Try it: Each line of the data that mentions the string "beach" needs to be identified and copied.

Provided records:

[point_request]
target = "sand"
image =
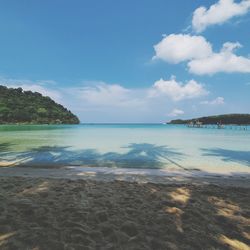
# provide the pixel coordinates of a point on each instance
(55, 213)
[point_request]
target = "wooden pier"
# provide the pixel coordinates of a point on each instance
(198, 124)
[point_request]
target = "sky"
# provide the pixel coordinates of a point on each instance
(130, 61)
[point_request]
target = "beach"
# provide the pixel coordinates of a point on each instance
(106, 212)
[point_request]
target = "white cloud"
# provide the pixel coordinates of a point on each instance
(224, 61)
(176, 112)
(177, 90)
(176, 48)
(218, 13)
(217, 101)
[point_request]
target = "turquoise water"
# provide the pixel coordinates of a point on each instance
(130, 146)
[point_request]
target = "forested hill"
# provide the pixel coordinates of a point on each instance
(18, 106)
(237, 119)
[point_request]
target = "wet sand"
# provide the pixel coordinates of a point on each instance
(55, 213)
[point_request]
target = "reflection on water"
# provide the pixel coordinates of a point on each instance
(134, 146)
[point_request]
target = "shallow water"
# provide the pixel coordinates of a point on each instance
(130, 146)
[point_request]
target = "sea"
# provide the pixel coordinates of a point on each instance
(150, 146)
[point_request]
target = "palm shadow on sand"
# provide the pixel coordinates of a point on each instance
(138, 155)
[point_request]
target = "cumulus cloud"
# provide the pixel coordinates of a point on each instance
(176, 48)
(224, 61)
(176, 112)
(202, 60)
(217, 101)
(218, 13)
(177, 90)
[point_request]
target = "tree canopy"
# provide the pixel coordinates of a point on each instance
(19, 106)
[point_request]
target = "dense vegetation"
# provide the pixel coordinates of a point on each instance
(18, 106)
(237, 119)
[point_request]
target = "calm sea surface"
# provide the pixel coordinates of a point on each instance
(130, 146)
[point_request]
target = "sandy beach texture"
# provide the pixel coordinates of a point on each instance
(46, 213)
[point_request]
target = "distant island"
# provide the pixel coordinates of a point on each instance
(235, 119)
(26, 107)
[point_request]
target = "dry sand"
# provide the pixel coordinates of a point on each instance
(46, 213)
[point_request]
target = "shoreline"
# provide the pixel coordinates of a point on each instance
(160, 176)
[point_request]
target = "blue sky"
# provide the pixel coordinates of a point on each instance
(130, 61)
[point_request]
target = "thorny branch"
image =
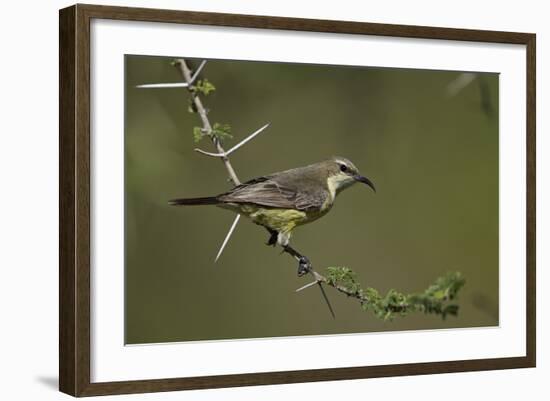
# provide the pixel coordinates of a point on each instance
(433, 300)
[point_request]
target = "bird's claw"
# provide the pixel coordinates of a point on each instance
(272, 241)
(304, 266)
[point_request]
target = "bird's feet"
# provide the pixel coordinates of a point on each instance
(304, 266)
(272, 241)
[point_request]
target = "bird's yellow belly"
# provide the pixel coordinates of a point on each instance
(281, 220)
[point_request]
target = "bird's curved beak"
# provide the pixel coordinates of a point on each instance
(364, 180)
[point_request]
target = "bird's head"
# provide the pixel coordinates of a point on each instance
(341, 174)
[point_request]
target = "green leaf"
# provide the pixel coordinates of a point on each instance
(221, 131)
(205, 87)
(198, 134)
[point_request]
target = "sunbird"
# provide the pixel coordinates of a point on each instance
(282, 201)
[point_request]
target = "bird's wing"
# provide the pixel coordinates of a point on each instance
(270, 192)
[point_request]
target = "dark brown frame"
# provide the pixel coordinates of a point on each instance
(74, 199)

Finished exercise:
target = "beach"
target = "sandy beach texture"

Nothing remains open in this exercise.